LIST OF TASKS:
**a.** From the Moon Watch activity below, copy word for word the part that opens with the words containing "Exploration # 4:Moon" and closes with "conclusions from this?".
**b.** Answer these questions using the Moon Watch activity below:
(i) Which file are you told to open at the start?
(ii) What goes on the horizontal axis in the first graph?
(iii) What does one of the graph icons on the file show?
**c.** According to the Moon Watch activity below, what happens when March is dropped on the main area of the graph instead of on an axis? Answer in one to three sentences.

SELECTED EXCERPT:
------

Exploration # 4:Moon Watch Data

Goal of activity:Graphical analysis, model-fitting, slider parameters

Open the file Moonwatch.ftm and explore with the case table. These data come from the website: At this website, there are links and explanations about the phases of the moon and details about how this dataset is generated.

Pull down a Graph from the Tool Bar. Plot Day on the horizontal axis. Plot January on the vertical axis. Describe the graph. How do we interpret this graph?

Drag March to the horizontal axis. What do you notice about the graph? Why is this the case? Can we explain this mathematical relationship via the moon? Drag another month to the horizontal axis. What shape is the scatter plot now? Any conclusions from this?

Return to January on the vertical axis with Day on the horizontal axis. Drag March to the main area of the graph—not either axis. Drop it on the main part of the graph. What happens? This defines March as a legend attribute—can you explain what the graph is telling us?

Under Graph, choose Remove Legend Attribute. Now, Under Graph, choose Plot Function. What type of function would most closely relate to the data plotted over time? Can you create a graph to match the data points as closely as possible?

One of the graph icons on the file shows one fit of the data by a cosine curve.

------

COLLECTED DATA:
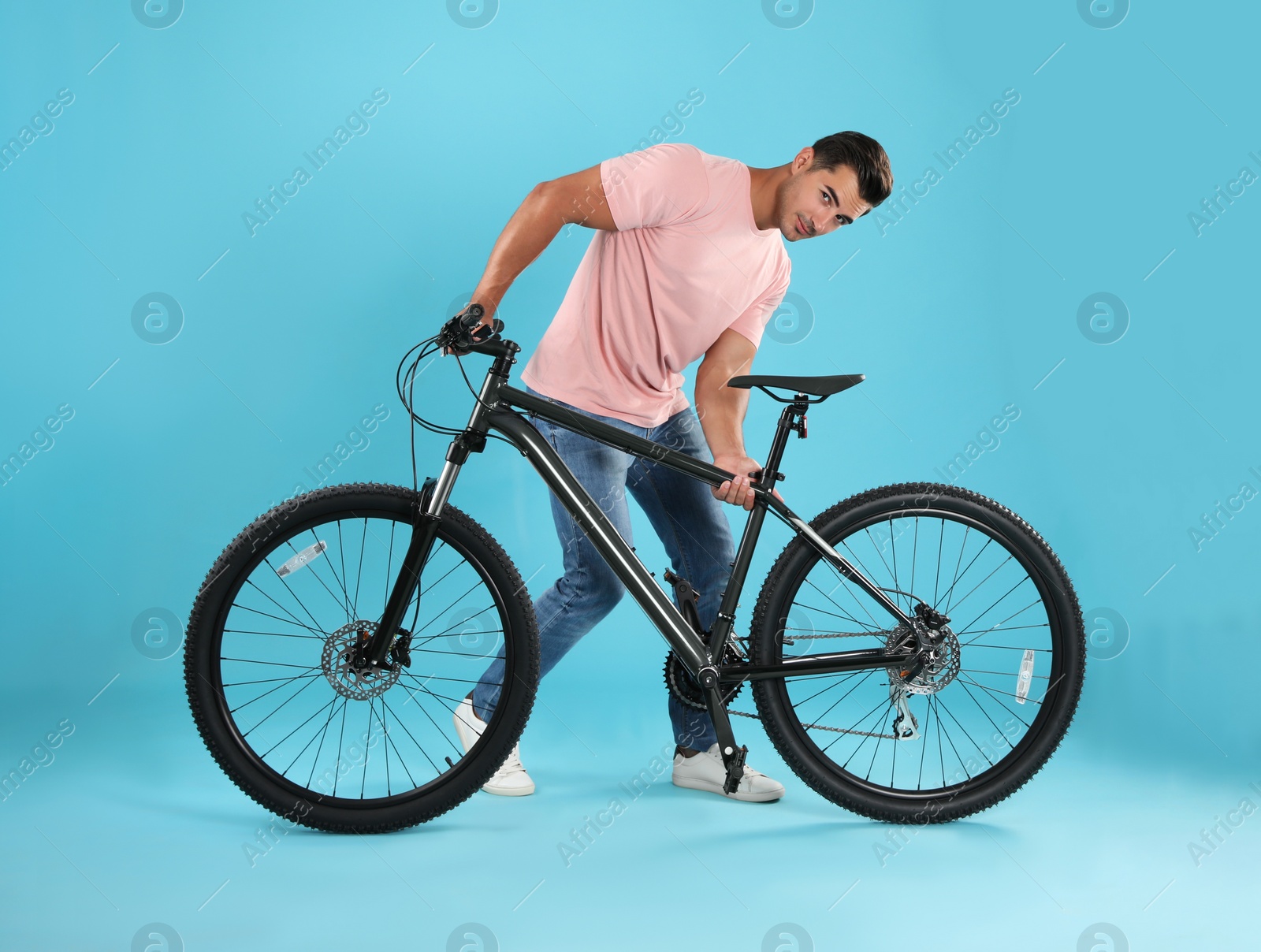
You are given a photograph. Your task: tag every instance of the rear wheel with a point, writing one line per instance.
(285, 716)
(991, 709)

------

FINAL ANSWERS:
**a.**
Exploration # 4:Moon Watch Data

Goal of activity:Graphical analysis, model-fitting, slider parameters

Open the file Moonwatch.ftm and explore with the case table. These data come from the website: At this website, there are links and explanations about the phases of the moon and details about how this dataset is generated.

Pull down a Graph from the Tool Bar. Plot Day on the horizontal axis. Plot January on the vertical axis. Describe the graph. How do we interpret this graph?

Drag March to the horizontal axis. What do you notice about the graph? Why is this the case? Can we explain this mathematical relationship via the moon? Drag another month to the horizontal axis. What shape is the scatter plot now? Any conclusions from this?

**b.**
(i) Moonwatch.ftm
(ii) Day
(iii) One fit of the data by a cosine curve.

**c.** Dropping March on the main part of the graph, rather than on either axis, defines March as a legend attribute. The graph then keeps January on the vertical axis and Day on the horizontal axis, with March shown as the legend.